* Objective
Reproduce only the part of the material below that opens with the line containing "Put a pin on every instance of the blurred" and closes with the line containing "x=295 y=467", both lines included, and keep the requests unchanged. Multiply every x and y coordinate in the answers by 1.6, rounding each result to a whole number with halves rounded up.

-- start Records to use --

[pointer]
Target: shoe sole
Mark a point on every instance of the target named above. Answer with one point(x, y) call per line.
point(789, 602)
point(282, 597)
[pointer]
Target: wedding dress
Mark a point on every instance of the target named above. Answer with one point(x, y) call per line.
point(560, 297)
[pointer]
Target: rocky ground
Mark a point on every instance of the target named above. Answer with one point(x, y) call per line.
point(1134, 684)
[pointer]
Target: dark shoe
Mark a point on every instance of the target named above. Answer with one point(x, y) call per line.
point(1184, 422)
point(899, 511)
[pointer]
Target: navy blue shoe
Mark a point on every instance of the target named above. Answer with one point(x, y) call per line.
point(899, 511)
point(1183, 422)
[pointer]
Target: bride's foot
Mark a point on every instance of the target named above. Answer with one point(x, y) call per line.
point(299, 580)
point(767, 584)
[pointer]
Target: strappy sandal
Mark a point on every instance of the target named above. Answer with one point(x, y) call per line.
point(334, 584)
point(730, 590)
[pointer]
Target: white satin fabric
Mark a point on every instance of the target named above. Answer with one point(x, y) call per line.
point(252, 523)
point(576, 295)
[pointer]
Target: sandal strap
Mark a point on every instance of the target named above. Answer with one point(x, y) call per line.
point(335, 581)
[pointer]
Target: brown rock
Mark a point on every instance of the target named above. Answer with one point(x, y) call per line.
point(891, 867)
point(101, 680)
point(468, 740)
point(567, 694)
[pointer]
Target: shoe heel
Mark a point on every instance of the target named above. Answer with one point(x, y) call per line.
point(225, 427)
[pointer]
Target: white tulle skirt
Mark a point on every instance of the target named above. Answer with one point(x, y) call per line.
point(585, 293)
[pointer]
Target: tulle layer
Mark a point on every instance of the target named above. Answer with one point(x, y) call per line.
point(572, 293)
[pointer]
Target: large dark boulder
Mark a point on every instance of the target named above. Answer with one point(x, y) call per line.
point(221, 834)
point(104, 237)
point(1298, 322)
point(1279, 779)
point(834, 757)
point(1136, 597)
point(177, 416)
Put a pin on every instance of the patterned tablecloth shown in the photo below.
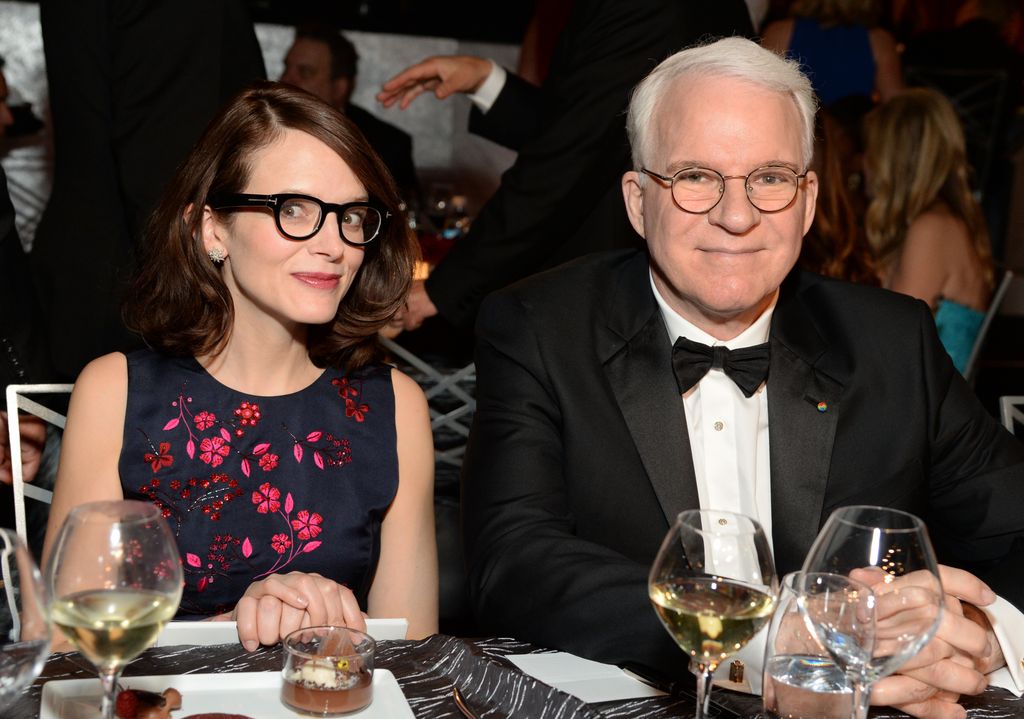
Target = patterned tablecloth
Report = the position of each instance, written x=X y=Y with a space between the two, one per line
x=427 y=670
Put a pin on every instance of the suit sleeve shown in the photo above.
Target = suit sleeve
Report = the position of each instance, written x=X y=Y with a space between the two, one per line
x=529 y=575
x=515 y=116
x=976 y=477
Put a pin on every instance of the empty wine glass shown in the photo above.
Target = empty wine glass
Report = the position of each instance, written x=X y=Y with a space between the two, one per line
x=25 y=622
x=713 y=585
x=840 y=611
x=801 y=679
x=890 y=551
x=115 y=576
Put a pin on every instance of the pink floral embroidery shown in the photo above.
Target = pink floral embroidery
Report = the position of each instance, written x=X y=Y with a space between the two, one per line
x=356 y=411
x=162 y=458
x=210 y=496
x=204 y=420
x=214 y=450
x=266 y=499
x=248 y=414
x=281 y=543
x=307 y=524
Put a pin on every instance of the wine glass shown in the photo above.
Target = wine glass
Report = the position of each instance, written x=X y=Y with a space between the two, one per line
x=713 y=585
x=890 y=551
x=115 y=576
x=841 y=614
x=25 y=621
x=801 y=679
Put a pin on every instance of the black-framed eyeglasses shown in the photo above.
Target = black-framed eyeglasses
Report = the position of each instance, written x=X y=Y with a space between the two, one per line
x=301 y=216
x=698 y=189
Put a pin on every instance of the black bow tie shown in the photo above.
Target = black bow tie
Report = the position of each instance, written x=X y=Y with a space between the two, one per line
x=747 y=367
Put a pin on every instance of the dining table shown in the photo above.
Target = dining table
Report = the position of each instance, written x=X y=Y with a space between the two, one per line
x=428 y=671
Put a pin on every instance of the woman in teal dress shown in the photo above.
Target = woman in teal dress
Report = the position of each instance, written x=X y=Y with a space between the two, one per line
x=923 y=221
x=294 y=466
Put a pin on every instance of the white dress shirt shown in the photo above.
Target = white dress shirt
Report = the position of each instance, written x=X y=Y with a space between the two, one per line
x=728 y=435
x=488 y=90
x=728 y=432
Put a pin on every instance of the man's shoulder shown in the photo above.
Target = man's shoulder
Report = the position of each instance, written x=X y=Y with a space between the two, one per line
x=842 y=299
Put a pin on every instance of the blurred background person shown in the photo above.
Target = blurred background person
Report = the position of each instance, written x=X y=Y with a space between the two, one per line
x=561 y=197
x=324 y=61
x=132 y=83
x=977 y=64
x=841 y=47
x=6 y=118
x=927 y=228
x=836 y=245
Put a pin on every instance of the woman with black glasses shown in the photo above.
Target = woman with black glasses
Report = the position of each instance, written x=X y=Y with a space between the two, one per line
x=295 y=467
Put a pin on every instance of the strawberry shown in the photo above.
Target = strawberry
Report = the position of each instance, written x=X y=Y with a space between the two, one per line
x=127 y=705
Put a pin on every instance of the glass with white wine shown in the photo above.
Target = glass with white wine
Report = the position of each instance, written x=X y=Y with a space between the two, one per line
x=115 y=576
x=713 y=585
x=25 y=621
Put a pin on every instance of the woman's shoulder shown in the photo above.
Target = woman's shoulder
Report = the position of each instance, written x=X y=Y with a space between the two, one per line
x=935 y=226
x=107 y=371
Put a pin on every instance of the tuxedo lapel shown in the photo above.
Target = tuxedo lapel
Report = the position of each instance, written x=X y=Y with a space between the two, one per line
x=638 y=365
x=804 y=406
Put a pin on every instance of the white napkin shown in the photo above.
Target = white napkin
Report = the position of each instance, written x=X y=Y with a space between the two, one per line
x=1008 y=623
x=588 y=680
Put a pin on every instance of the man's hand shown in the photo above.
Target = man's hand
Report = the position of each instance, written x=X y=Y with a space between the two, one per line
x=418 y=306
x=33 y=431
x=954 y=662
x=273 y=607
x=442 y=75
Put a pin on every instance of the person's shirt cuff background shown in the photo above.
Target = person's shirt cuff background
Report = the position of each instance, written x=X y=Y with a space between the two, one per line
x=485 y=95
x=1008 y=623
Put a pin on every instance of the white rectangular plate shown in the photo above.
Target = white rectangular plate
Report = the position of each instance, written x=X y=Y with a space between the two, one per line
x=252 y=693
x=207 y=633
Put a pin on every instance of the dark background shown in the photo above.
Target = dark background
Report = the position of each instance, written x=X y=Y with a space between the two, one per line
x=465 y=19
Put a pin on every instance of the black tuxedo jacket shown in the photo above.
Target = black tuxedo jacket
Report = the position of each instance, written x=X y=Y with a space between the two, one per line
x=561 y=198
x=579 y=458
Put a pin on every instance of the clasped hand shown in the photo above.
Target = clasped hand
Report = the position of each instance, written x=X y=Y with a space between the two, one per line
x=273 y=607
x=954 y=662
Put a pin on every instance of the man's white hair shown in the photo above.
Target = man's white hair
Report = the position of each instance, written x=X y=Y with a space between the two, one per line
x=734 y=57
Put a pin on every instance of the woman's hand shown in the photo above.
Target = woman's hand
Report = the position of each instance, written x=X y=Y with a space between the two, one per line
x=279 y=604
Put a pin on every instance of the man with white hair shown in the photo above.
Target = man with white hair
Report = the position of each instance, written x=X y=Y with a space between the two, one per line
x=598 y=418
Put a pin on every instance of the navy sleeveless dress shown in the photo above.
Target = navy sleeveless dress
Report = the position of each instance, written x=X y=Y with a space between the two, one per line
x=255 y=485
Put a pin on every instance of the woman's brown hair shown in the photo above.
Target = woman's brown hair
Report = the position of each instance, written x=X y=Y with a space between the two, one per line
x=915 y=159
x=177 y=300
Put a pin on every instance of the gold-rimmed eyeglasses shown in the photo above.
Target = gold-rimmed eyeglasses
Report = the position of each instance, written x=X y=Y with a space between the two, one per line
x=698 y=189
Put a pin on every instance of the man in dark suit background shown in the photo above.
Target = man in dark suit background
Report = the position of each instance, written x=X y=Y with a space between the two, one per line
x=560 y=199
x=132 y=84
x=324 y=61
x=585 y=445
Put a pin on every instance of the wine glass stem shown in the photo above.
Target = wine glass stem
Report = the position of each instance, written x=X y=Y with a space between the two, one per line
x=109 y=678
x=861 y=700
x=705 y=677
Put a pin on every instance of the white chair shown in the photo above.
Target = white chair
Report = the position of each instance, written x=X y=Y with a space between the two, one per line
x=17 y=402
x=1012 y=411
x=993 y=308
x=450 y=398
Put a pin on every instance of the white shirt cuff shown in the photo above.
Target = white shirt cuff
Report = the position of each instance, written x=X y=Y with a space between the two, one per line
x=1008 y=623
x=485 y=95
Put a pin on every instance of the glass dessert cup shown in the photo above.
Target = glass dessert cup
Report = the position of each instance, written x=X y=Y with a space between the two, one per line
x=329 y=671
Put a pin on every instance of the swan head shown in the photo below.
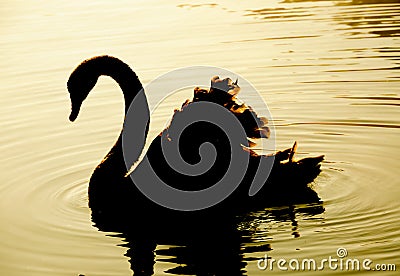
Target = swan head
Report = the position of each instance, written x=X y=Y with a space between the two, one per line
x=80 y=83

-- end Records to use --

* Exercise output
Put a pin on every instance of the blurred background person shown in the photo above.
Target = blurred background person
Report = the position of each instance, written x=X y=Y with a space between the two, one per line
x=898 y=315
x=518 y=98
x=211 y=133
x=1563 y=102
x=1346 y=75
x=10 y=189
x=1483 y=365
x=1338 y=392
Put a pin on every instance of the woman with black glasses shown in the photo above.
Target = woman with black glasses
Report = the position of each instance, written x=X y=Y with a space between the two, one per line
x=472 y=747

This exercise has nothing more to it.